## Passage given
◆ ◆ ◆

With the goal to improve our understanding of fire and plume dynamics in multiple compartments, a research program was initiated for the study of associated thermal hydraulic aspects in multiple compartments, for a controlled fire burning in one compartment. A two-storey building with four full-scale rooms (interconnected multiple compartments) was used for a range of experiments. The heat and smoke transport to multiple compartments was studied with detailed measurements of heat-flux on boundaries, temperatures at different points, measurement of velocity and pressure of fire plume entraining through an opening at the ceiling, soot concentration and detailed measurement of increment in level of carbonaceous gases with depletion of Oxygen.
2 Description of the Facility and Instrumentation
At IIT Kanpur, an extensive fire testing facility, the first of its kind in India, has been developed to study single or multi-compartment fire scenarios and understand various aspects of fire dynamics, propagation and control. The state of the art instrumentation available in the facility is being used for fundamental and applied studies involving fire, combustion and fire safety issues. We have used two liquid fuels to generate two different types of pool fires, Aviation Turbine Fuel (ATF) and n-heptane. However, only the results pertaining to oil (ATF) fire is presented in this paper. The details of other experiments can be found in [20]. Figure 1 represents the state-of-the-art fire facility being used for the study of compartment fires, which contains four real scale rooms in a two-story building. The figure shows all of the four compartments (/rooms), in which first and second rooms are on ground floor while third and fourth are above them. All the rooms have same dimensions. All rooms have an inspection door opening (0.86 × 2.06 m) on their North sidewall. The first compartment has multiple windows on its East-wall at its Southeast corner, which is built by dividing a door into four equal parts. Dimension of each window is 0.84 × 0.51 m (L × H). The adjacent compartments are interconnected through a middle door between them. The ceilings of the two top compartments are connected with an exhaust duct. Many slots are present at different locations in all of the rooms for positioning the sensors.

◆ ◆ ◆

## Excerpted data
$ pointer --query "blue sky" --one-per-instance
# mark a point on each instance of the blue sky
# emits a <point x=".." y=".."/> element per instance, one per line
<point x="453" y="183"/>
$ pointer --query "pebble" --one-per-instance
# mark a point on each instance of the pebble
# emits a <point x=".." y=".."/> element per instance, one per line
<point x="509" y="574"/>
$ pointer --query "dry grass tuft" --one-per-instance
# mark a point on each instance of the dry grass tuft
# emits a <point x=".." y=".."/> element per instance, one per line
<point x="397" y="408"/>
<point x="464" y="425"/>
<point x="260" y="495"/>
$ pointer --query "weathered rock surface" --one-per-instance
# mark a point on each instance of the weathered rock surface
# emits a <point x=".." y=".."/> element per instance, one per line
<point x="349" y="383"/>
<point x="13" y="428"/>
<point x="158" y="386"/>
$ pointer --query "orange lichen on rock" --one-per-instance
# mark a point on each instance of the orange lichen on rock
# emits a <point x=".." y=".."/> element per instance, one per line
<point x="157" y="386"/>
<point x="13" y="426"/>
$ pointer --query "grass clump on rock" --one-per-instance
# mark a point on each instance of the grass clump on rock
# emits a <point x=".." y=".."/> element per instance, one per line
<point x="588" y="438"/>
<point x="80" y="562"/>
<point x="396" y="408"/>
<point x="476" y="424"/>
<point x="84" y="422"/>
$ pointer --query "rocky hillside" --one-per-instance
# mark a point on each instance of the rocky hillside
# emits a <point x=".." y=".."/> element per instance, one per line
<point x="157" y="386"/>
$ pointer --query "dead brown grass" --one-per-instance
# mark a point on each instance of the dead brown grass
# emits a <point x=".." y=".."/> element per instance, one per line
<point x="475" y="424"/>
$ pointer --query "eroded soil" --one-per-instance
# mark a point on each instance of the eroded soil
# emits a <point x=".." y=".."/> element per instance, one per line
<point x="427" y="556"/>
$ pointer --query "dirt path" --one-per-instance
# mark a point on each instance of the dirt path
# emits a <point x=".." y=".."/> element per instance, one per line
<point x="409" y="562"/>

◆ ◆ ◆

## What to work on
(a) Summarize the passage on the compartment fire study in two sentences.
(b) Report every line of the rows that contains the word "grass".

## Exercise responses
(a) A research program studied heat and smoke transport across multiple interconnected compartments from a controlled fire in one compartment, using a two-storey building with four full-scale rooms and detailed measurements of heat flux, temperatures, plume velocity and pressure, soot concentration and gas levels. The facility at IIT Kanpur, the first of its kind in India, has four rooms of the same dimensions, and although pool fires were generated with both Aviation Turbine Fuel and n-heptane, the paper presents only the results for the Aviation Turbine Fuel fire.

(b)
$ pointer --query "dry grass tuft" --one-per-instance
# mark a point on each instance of the dry grass tuft
$ pointer --query "grass clump on rock" --one-per-instance
# mark a point on each instance of the grass clump on rock
$ pointer --query "dead brown grass" --one-per-instance
# mark a point on each instance of the dead brown grass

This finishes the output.